◆ Task statement
Of the records that follow, copy only the lines from the line containing "Please trace the outline of every instance of the **wooden" to the line containing "M 15 408 L 165 469 L 106 304 Z", both included, exactly as written.

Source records

——

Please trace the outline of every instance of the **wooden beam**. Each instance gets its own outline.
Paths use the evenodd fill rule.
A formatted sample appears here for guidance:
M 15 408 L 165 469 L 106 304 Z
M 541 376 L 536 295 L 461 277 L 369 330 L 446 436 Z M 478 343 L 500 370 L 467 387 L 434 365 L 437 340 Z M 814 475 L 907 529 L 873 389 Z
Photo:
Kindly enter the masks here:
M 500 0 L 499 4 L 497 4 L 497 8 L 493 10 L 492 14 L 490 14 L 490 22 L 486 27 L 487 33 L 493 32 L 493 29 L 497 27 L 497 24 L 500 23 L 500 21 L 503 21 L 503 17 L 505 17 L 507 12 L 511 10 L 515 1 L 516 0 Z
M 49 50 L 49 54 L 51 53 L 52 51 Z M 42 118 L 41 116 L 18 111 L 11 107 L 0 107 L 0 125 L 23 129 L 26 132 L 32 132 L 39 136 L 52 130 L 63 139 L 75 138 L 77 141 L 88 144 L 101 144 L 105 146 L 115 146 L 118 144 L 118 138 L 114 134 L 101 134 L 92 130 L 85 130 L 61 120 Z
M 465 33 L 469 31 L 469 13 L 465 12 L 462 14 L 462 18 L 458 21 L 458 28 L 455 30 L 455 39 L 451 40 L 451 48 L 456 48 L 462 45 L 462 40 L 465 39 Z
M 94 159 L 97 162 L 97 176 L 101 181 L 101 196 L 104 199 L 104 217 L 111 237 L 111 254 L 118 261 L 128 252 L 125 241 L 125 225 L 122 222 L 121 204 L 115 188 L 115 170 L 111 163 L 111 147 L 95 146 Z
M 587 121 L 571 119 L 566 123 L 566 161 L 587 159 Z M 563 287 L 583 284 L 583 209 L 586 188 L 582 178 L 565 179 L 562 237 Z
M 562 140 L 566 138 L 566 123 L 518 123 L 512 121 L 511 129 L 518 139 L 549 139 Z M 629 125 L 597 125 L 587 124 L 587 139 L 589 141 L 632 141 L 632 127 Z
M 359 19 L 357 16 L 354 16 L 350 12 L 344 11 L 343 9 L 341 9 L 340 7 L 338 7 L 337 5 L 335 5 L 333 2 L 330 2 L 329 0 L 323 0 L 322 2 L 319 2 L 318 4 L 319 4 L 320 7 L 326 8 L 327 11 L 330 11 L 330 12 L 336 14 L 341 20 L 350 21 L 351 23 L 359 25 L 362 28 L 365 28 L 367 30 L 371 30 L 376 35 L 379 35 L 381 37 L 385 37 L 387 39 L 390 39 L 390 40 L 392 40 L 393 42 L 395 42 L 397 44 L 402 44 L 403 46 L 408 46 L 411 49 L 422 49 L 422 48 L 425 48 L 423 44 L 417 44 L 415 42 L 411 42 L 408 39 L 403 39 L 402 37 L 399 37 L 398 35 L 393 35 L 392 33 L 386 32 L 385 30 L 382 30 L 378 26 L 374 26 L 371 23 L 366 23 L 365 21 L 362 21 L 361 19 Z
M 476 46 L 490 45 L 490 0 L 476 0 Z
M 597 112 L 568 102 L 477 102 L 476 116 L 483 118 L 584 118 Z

——

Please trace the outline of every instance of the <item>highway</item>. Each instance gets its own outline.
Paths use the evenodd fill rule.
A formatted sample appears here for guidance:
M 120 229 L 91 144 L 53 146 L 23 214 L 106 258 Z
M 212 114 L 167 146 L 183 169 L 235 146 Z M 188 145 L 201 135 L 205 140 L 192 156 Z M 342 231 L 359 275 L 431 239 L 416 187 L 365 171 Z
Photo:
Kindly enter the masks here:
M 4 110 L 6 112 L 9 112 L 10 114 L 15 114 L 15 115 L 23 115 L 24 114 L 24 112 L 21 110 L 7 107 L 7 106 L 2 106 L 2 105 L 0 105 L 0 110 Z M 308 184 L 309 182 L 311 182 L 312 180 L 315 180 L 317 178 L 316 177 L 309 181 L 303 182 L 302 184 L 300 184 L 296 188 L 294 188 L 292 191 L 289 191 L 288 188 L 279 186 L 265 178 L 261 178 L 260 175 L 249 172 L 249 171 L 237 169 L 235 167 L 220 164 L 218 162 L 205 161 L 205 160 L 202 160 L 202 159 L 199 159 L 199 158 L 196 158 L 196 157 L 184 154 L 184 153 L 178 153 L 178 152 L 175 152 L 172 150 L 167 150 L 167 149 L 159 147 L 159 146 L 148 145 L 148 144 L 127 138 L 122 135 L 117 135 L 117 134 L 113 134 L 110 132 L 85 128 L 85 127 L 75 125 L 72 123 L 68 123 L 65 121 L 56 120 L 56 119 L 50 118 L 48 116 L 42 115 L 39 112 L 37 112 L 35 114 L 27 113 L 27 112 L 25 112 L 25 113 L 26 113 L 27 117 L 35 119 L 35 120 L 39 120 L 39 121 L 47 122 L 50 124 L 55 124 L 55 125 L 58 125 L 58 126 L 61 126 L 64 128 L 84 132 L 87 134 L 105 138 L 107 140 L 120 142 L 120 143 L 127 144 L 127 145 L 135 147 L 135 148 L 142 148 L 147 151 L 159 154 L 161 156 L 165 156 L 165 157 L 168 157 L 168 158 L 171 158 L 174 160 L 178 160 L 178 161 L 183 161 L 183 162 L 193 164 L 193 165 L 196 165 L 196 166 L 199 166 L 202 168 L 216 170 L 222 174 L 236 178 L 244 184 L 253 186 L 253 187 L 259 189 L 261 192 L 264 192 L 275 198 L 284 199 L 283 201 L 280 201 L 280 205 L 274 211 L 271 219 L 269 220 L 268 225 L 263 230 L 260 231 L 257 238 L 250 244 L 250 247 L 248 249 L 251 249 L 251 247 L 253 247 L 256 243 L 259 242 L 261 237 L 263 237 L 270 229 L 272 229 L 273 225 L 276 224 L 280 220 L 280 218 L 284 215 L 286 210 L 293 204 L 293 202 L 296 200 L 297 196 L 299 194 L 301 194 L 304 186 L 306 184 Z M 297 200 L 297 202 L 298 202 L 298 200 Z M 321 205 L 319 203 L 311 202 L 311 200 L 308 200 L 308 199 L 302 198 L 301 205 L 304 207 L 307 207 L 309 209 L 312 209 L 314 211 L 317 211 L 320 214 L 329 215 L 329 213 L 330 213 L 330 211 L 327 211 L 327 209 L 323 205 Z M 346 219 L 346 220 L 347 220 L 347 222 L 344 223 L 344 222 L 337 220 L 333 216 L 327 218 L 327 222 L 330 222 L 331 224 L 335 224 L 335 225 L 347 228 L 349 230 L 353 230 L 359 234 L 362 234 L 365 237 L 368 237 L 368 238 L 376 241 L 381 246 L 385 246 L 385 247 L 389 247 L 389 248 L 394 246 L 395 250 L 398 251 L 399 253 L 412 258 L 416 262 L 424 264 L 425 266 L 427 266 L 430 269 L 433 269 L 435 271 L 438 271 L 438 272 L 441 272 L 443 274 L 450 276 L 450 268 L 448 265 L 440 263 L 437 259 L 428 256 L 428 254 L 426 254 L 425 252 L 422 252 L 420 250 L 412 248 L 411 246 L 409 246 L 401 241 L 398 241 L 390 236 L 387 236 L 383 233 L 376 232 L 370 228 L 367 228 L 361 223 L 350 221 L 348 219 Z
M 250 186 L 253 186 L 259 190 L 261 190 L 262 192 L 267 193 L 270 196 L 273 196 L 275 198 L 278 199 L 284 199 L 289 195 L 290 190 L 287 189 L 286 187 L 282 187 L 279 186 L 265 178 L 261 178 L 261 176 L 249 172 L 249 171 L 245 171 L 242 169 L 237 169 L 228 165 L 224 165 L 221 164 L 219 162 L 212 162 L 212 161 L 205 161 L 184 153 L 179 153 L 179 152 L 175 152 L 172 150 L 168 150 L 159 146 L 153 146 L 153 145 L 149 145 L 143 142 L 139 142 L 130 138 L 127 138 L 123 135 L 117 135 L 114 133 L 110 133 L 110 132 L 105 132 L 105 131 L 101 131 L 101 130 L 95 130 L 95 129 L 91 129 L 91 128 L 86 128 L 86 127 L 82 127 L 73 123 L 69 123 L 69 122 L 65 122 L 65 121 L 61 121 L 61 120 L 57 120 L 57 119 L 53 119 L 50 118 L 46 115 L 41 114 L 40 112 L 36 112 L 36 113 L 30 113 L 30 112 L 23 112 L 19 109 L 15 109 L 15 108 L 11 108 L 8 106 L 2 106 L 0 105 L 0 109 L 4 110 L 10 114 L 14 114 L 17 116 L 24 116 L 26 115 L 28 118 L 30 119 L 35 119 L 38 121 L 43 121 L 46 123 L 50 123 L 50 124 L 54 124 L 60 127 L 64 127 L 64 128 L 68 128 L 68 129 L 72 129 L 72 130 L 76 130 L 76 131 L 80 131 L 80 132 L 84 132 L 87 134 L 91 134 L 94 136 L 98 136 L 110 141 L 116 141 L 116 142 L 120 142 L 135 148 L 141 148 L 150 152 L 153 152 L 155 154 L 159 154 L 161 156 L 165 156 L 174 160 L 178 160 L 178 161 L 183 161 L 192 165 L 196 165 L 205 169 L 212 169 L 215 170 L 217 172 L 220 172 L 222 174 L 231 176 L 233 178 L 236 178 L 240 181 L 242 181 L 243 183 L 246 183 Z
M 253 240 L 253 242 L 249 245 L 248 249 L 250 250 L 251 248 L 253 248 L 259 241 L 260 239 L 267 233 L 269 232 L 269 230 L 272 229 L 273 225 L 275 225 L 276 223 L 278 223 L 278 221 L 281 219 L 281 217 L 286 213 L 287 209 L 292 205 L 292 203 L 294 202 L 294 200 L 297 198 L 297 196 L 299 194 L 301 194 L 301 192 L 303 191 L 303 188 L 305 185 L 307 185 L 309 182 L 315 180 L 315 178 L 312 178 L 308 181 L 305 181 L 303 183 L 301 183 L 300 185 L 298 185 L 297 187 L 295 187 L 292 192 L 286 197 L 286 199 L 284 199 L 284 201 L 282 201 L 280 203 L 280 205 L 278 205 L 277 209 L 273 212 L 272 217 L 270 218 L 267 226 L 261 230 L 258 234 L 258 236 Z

——

◆ Expected answer
Please trace the outline of every instance of the **wooden beam**. Each instance gets its own outline.
Paths use the evenodd fill rule.
A formatted sample appears here for guidance:
M 15 408 L 165 469 L 106 304 Z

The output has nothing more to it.